◆ Supplied material:
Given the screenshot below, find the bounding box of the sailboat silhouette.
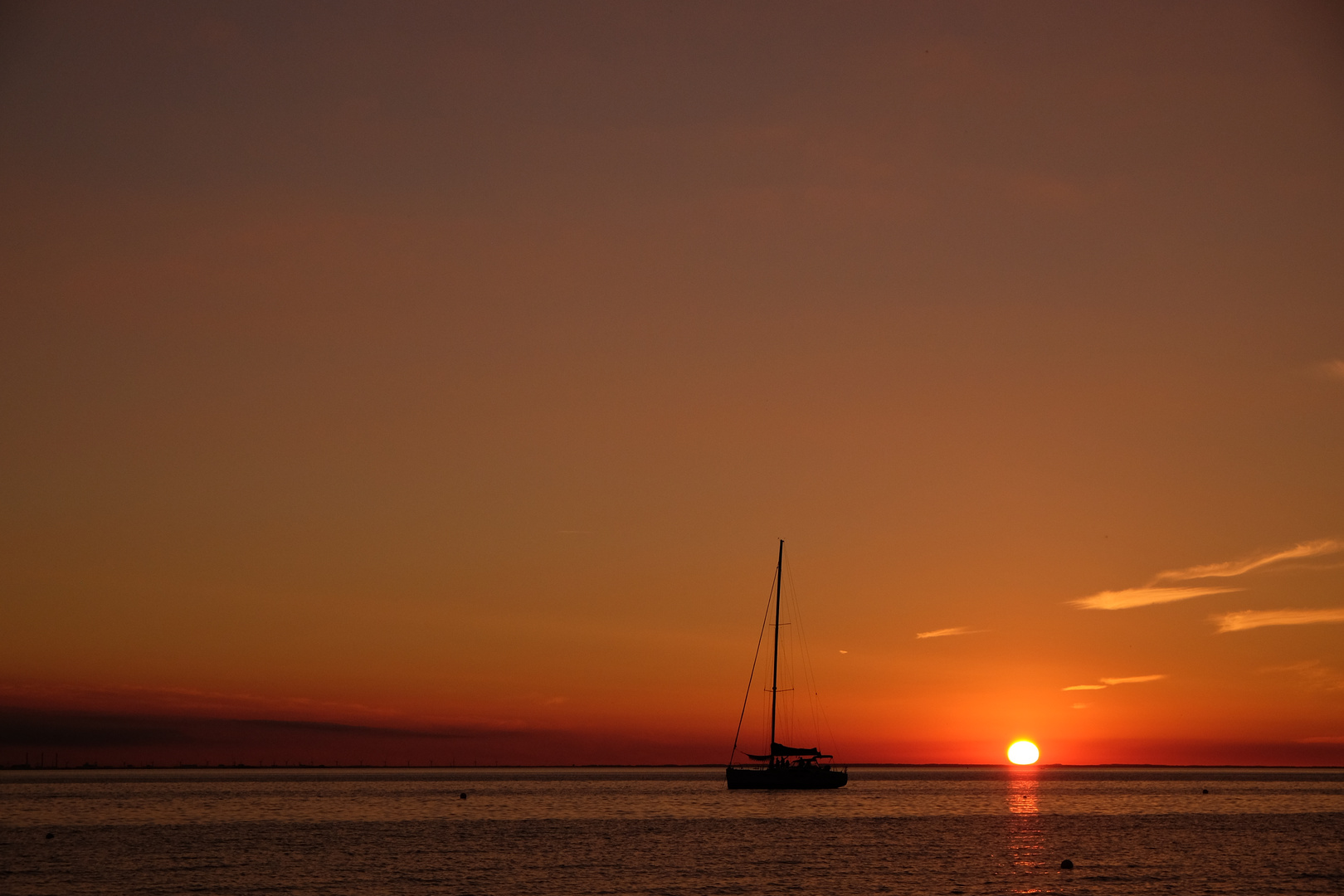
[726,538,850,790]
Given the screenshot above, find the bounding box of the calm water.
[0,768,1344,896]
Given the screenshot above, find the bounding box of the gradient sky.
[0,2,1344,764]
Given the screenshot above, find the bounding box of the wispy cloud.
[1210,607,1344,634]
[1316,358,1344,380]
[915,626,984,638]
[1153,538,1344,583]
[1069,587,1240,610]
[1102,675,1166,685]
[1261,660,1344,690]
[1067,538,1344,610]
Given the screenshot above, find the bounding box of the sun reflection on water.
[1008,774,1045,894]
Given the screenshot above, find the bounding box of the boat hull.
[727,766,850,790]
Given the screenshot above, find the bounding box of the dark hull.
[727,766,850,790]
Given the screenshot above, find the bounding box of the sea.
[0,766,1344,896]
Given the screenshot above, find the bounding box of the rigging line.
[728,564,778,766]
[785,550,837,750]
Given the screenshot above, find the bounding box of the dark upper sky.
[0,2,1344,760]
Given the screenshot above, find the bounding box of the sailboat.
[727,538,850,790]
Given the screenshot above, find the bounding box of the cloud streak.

◆ What you will do: Rewrite all the records with "screenshot" changed to "image" and everything else kept the same. Leave the pictures out.

◆ Answer in full:
Given the image below, find the bounding box of the sailboat silhouette.
[726,538,850,790]
Given the image above, find the bounding box of the calm water.
[0,768,1344,896]
Given the image above, find the bounding box of the gradient sky.
[0,2,1344,764]
Given the image above, find the bounding box of the wispy cloud.
[1210,607,1344,634]
[1316,358,1344,380]
[915,626,984,638]
[1153,538,1344,583]
[1069,587,1240,610]
[1102,675,1166,685]
[1261,660,1344,690]
[1067,538,1344,610]
Given the image above, find the bounding box of the sun reflection on water.
[1008,774,1045,894]
Given the image above, find the bounding box of the boat hull.
[727,766,850,790]
Given the image above, find the bounding box of the dark hull.
[727,766,850,790]
Given the image above, find the bounding box of the sea.
[0,766,1344,896]
Given the image above, find the bounding box of the rigging line.
[728,564,778,766]
[785,550,837,750]
Given the image above, find the bounding box of the dark upper sky.
[0,2,1344,760]
Given the image above, find the bounding box of the sailboat.
[727,538,850,790]
Given the image above, find the bounding box of the cloud streak.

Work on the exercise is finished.